+++ Extract

We had a leadership challenge that nobody ever thought was going to go anywhere. Before the leadership challenge, the Prime Minister was urged to resign by the people who didn’t have enough votes to get rid of her. Once the votes were cast and those MPs had lost? They still called for her to resign.
That’s the pattern we’ve had for so long now. Some group (whether they are Brexiteers, or Remainers, or whoever), some group proposes something. There is a debate or vote or whatever. The group that wanted the thing then discover they don’t have the votes to make the thing happen. They nod to accept that and then go right back to campaigning for the thing they wanted.
I made it clear last week that we’d see the end of this posturing and make real progress towards… towards something. Anything. We didn’t.
So where are we now? We are becalmed at sea. The mirror-like water stretching out for miles and miles. We sit in our boat, watching the few clouds slowly drift across the horizon, wondering at what point it’s OK to cry.
We have one week left of Parliament before the Christmas holidays. There is no business to speak of. No hope of any wind to help us navigate back to shore. Sure, the Prime Minister will make a statement on Monday, after the latest EU summit. She’ll claim some kind of victory of negotiation. But all the arguments feel rehearsed and worn through.

++++++
+++ Entries provided

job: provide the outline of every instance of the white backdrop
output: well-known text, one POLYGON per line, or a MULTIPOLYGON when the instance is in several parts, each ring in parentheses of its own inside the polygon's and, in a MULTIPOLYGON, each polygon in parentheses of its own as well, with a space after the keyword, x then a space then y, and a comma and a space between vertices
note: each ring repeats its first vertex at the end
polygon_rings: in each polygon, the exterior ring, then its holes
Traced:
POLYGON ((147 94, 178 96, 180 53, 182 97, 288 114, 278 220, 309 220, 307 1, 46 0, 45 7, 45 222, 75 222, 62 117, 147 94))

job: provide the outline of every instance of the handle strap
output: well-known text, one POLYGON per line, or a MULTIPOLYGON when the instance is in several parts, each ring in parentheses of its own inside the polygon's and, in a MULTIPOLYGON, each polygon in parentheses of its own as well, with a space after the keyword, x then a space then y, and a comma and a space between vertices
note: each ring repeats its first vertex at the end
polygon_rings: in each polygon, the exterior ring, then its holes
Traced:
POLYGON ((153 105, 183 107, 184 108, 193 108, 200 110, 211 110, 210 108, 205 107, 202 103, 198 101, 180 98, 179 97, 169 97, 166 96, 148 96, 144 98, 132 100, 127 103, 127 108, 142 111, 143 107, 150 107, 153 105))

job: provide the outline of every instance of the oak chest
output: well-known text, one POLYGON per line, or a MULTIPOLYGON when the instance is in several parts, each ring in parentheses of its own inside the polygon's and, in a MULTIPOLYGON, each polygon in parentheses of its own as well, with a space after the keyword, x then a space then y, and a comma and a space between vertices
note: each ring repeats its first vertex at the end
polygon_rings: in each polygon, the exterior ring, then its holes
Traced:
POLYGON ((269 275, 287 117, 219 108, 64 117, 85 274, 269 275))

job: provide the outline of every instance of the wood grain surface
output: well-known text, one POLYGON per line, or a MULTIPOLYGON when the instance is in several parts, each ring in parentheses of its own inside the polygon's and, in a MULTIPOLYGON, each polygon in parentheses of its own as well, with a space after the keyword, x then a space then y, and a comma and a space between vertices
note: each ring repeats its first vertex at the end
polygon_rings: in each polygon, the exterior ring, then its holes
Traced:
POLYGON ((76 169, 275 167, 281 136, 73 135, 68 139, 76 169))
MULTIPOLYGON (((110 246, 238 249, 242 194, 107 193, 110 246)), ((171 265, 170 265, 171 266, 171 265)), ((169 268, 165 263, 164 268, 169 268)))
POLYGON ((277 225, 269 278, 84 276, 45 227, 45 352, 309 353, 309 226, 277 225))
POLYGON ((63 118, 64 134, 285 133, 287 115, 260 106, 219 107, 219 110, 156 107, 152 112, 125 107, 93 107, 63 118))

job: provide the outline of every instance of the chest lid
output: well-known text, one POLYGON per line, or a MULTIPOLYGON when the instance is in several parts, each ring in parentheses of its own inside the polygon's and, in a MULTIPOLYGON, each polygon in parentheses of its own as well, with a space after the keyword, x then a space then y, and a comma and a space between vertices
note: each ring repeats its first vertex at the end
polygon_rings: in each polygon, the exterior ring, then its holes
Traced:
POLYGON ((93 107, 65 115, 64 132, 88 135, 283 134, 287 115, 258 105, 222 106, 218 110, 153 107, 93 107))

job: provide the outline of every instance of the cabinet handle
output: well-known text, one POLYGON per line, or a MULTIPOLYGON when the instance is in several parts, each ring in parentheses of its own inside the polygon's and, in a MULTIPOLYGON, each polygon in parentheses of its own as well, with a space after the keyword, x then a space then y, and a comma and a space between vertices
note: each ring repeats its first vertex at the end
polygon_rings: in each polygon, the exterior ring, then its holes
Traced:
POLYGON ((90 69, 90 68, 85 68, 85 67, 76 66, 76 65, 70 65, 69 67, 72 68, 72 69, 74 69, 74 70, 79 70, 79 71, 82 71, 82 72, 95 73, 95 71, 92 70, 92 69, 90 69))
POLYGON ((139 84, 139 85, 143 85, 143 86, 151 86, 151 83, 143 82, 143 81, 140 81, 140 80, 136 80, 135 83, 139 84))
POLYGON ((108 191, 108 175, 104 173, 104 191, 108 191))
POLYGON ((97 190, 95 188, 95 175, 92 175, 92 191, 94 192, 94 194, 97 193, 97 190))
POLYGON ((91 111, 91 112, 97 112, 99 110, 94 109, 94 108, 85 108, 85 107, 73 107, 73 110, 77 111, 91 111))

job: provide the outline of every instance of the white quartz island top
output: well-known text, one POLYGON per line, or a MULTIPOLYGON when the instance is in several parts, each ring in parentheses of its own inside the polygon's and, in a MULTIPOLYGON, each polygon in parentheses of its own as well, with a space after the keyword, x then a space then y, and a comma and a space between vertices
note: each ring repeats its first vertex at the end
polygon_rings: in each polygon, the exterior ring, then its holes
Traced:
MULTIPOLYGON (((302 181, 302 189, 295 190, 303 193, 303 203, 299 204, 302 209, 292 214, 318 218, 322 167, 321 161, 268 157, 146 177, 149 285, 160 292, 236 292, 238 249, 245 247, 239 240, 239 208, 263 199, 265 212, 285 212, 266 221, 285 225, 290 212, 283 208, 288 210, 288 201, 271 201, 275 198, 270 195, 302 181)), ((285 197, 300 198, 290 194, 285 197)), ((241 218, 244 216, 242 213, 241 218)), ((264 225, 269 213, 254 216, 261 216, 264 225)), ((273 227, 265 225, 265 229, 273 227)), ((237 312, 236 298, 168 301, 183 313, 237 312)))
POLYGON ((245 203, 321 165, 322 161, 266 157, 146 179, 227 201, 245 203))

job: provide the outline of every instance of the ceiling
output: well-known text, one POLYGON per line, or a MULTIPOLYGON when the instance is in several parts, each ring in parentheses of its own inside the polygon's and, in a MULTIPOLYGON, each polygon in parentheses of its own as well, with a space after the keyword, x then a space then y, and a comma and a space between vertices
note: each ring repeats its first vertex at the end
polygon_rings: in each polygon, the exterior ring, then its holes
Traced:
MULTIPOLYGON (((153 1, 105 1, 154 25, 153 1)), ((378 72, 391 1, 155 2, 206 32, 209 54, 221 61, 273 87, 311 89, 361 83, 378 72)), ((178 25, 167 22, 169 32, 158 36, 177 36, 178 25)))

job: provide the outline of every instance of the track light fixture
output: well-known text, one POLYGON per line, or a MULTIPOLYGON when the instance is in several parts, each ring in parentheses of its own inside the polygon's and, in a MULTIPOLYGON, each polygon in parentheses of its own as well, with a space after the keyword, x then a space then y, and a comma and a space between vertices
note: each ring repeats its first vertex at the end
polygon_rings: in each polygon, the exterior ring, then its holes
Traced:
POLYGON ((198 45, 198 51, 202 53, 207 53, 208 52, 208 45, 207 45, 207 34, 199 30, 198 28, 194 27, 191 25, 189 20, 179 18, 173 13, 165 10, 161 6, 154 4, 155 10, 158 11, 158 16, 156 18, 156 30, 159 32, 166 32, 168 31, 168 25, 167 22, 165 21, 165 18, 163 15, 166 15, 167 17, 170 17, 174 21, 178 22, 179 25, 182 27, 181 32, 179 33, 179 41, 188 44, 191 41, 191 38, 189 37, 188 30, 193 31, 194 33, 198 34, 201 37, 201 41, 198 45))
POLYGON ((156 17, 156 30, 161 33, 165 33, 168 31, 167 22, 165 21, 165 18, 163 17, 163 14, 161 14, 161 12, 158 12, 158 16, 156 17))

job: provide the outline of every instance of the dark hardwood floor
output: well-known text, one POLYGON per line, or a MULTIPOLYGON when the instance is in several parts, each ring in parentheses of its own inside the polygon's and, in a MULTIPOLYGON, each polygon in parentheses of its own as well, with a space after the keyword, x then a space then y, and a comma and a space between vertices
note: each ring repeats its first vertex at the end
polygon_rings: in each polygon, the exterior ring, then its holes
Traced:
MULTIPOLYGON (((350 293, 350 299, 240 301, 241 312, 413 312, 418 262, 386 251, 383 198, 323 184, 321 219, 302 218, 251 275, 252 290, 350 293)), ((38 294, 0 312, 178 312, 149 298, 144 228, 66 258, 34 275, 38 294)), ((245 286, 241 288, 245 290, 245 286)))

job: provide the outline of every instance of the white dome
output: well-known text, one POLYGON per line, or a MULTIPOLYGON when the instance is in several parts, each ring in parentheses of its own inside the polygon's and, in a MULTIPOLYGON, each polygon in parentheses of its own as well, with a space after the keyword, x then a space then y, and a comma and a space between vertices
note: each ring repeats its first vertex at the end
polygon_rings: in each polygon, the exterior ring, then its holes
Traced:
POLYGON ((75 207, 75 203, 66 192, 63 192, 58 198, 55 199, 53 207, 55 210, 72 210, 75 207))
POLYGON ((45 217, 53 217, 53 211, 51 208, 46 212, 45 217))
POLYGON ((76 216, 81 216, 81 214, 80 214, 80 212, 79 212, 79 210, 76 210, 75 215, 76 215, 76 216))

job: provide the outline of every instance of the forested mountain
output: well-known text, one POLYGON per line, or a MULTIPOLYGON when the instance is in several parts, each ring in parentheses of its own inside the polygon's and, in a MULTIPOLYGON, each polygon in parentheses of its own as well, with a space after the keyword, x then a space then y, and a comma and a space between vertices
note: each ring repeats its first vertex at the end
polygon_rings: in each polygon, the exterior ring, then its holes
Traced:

++++++

| Description of the task |
Update the Parliament commentary from "That’s the pattern" to "Anything. We didn’t.", changing "posturing" to "grandstanding". The records have no connection to the Parliament commentary.

| Answer box |
That’s the pattern we’ve had for so long now. Some group (whether they are Brexiteers, or Remainers, or whoever), some group proposes something. There is a debate or vote or whatever. The group that wanted the thing then discover they don’t have the votes to make the thing happen. They nod to accept that and then go right back to campaigning for the thing they wanted.
I made it clear last week that we’d see the end of this grandstanding and make real progress towards… towards something. Anything. We didn’t.